Thursday, May 07, 2009

The Collaboratory: Innovation through participation

"Alone, our tools offer an improved means to an unimproved end"- Henry David Thoreau


Information access is what much of the popular web has been built around...people seeking access to prices, product features and benefits, maps, photos, etc. But at it's roots, the web was built for collaboration. That's what a physicist at CERN had in mind anyway...

As the ubiquitous mobile network has enabled us all to be always on, at the place of our choosing, the digital space is returning to its collaborative roots...where contribution and participation--the watchwords of community--become the more powerful reasons to use the network. Browsing transforms into purposeful searching which elevates to active creation...which drives innovation. 

So What?

Businesses have, forever it seems,  sent product designers and market researchers into the field to capture input and data.  Ostensibly, this is done to inform the design and creation process. Of necessity, this approach requries a fair amount of abstraction. By design, it often suffers from the inherent confirmation bias of researchers who may be blinded by their pre-existing vision of the product or service they are designing. If you are a marketer, when's the last time you saw a double blind test approach used to inform the creation process?

* * * *

◆ Problems to work on:
1. Update the Collaboratory post between "As the ubiquitous" and "creation...which drives innovation.", inclusive, changing "digital space" to "online world".
2. In the Collaboratory post, who had collaboration in mind when the web was built?
3. Pick up the Collaboratory post after its last sentence and keep writing.

◆ Collected data:

* * * *

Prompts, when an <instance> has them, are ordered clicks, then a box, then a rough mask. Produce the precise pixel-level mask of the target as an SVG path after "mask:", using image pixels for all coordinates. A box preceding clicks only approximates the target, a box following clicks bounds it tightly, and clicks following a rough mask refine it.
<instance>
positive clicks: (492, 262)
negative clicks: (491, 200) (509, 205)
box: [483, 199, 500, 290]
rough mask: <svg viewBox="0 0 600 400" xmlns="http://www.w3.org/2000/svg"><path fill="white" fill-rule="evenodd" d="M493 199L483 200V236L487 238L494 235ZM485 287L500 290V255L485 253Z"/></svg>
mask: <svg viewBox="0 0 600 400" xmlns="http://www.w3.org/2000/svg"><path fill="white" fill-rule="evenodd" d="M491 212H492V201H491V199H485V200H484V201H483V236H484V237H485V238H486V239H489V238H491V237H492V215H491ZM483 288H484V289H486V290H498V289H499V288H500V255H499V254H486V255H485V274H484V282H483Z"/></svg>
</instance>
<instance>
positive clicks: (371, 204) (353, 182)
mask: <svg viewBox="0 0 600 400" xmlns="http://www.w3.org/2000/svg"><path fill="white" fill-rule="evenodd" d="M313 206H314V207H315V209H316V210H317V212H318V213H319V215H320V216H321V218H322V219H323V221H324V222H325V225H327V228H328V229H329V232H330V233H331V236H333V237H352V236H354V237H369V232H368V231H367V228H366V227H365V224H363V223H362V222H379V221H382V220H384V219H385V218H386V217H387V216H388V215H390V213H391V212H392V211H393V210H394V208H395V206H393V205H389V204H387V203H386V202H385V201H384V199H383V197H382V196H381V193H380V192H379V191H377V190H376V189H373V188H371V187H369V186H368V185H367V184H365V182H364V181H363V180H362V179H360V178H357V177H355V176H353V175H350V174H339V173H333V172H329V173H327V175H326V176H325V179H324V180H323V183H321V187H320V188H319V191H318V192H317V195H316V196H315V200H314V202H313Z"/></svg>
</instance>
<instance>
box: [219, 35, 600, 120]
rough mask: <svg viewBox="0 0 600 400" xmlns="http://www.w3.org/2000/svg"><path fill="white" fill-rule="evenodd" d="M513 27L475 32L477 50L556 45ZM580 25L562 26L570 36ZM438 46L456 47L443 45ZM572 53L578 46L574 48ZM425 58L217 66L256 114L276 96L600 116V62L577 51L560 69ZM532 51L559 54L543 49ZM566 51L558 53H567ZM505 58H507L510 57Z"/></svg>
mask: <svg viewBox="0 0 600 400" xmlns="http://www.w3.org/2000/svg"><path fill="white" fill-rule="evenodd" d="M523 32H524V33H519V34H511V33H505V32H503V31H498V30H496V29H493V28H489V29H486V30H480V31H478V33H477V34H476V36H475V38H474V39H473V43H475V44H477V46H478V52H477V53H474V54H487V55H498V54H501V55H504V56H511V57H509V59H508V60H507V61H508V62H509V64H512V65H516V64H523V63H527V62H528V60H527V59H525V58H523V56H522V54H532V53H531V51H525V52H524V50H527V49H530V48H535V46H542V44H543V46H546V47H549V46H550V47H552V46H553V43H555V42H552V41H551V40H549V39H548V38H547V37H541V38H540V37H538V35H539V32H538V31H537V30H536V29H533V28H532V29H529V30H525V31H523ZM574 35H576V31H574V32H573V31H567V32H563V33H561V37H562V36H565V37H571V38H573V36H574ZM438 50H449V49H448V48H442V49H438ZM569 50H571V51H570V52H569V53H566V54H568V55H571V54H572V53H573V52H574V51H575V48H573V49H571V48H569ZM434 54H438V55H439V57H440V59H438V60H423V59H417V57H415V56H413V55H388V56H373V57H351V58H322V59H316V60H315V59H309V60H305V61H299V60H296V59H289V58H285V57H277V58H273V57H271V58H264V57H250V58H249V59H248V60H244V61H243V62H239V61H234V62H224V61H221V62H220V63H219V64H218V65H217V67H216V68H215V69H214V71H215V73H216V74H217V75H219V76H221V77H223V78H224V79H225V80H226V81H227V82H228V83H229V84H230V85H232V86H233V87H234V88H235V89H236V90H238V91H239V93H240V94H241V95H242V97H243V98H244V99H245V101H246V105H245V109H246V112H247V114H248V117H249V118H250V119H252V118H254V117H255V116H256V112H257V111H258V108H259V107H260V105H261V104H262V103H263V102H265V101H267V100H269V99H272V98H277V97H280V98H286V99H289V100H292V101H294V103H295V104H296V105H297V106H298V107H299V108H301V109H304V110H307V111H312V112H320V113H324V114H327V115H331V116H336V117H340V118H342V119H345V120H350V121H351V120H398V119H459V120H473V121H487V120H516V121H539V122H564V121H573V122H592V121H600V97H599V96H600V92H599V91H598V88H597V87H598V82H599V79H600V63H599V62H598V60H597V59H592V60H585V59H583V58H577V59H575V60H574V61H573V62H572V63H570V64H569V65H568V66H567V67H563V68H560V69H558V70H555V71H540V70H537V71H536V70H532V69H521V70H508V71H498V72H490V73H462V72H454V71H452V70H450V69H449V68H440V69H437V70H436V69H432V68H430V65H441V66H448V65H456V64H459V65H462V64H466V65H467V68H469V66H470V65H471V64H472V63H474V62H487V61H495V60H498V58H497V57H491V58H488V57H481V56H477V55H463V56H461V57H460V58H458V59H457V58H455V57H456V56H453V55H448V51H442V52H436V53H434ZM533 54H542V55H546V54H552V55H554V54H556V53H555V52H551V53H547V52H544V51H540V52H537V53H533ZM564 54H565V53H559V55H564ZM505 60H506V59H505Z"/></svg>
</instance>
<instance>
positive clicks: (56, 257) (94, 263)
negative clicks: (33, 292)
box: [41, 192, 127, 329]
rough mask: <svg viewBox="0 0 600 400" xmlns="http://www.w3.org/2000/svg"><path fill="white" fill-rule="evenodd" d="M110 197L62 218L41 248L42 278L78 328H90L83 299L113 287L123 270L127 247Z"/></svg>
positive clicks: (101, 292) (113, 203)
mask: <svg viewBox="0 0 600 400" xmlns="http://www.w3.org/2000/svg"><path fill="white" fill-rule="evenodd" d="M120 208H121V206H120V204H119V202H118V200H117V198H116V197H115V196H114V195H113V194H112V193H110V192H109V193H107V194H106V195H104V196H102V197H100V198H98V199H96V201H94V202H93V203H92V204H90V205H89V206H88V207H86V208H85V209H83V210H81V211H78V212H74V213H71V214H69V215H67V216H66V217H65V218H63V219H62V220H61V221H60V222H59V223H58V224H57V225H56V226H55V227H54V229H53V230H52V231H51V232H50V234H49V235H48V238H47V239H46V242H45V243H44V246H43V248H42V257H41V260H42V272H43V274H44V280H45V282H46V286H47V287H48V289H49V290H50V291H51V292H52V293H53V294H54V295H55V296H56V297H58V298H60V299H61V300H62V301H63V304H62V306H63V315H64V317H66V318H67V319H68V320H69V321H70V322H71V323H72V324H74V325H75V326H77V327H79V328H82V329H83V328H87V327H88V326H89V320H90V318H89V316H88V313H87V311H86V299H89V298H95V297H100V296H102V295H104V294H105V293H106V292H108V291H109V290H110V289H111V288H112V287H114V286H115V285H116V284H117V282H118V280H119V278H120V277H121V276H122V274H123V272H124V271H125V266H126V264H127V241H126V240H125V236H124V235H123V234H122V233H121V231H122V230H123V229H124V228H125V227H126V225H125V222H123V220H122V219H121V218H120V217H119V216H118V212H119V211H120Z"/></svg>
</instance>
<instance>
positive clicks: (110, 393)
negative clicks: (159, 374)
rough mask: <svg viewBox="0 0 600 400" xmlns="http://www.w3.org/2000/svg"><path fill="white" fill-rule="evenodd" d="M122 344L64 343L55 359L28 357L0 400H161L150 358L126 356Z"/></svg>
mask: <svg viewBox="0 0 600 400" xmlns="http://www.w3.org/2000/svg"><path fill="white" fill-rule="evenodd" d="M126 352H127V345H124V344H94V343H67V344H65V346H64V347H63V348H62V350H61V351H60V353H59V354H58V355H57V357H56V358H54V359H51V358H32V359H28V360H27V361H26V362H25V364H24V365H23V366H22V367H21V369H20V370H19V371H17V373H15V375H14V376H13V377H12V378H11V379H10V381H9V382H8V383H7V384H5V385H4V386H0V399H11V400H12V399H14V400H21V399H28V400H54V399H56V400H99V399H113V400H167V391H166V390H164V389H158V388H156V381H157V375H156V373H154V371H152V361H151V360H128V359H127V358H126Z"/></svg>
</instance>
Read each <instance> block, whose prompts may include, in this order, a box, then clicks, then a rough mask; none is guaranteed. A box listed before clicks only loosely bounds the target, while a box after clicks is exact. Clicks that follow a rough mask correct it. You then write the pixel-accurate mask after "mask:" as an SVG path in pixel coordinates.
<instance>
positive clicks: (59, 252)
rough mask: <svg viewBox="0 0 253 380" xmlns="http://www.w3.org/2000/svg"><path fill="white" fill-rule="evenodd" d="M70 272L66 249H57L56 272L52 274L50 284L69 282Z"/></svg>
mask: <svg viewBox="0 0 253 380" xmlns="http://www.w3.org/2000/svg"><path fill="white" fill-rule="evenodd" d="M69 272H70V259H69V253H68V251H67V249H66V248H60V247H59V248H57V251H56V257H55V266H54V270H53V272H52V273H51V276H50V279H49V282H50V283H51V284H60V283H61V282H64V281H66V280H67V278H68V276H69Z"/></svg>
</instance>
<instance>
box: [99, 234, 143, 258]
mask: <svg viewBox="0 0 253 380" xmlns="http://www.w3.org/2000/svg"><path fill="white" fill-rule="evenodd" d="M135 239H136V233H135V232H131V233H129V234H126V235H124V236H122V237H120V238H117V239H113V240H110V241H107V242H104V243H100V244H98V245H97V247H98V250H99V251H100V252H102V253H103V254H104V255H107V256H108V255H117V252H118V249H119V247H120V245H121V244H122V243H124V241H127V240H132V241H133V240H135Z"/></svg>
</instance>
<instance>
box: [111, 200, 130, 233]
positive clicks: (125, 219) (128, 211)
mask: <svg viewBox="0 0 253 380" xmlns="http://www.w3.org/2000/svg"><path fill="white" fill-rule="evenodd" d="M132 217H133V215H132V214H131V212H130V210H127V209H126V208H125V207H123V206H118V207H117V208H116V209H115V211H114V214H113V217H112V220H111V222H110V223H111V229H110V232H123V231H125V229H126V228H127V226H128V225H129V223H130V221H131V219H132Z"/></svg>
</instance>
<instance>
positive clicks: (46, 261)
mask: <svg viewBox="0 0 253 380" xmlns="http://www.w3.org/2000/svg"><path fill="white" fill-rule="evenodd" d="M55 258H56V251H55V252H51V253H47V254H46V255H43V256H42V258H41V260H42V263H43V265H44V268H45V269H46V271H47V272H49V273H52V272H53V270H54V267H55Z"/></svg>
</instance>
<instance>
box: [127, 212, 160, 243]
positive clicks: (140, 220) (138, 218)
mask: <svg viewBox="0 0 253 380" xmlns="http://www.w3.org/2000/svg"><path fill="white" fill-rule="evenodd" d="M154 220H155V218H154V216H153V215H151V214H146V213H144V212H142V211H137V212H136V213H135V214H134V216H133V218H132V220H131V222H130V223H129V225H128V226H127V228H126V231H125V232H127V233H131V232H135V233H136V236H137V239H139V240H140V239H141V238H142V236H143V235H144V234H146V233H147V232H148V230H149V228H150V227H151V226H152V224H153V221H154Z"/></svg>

* * * *

◆ Responses per task:
1.
As the ubiquitous mobile network has enabled us all to be always on, at the place of our choosing, the online world is returning to its collaborative roots...where contribution and participation--the watchwords of community--become the more powerful reasons to use the network. Browsing transforms into purposeful searching which elevates to active creation...which drives innovation.

2. A physicist at CERN.

3.
The ubiquitous network and a user community increasingly trained for participation present a different opportunity for innovation: participatory design. Participatory design brings the customer or end user into the product/service development world. It doesn't treat the customer as a subject to be studied, but as a collaborator to be engaged. It's an open system for innovation rather than the more traditional, company-centric, closed system.

"The purpose of a business is to create and keep a customer" - Peter Drucker

But why would a company elect to bring customers into the process of innovation rather than taking innovation to them? If you find any wisdom in the Drucker quote above, then you might agree that one way to create and keep a customer is by making a customer mean something more to the business, where more isn't solely defined around short-term economic decisions.  

How can it work?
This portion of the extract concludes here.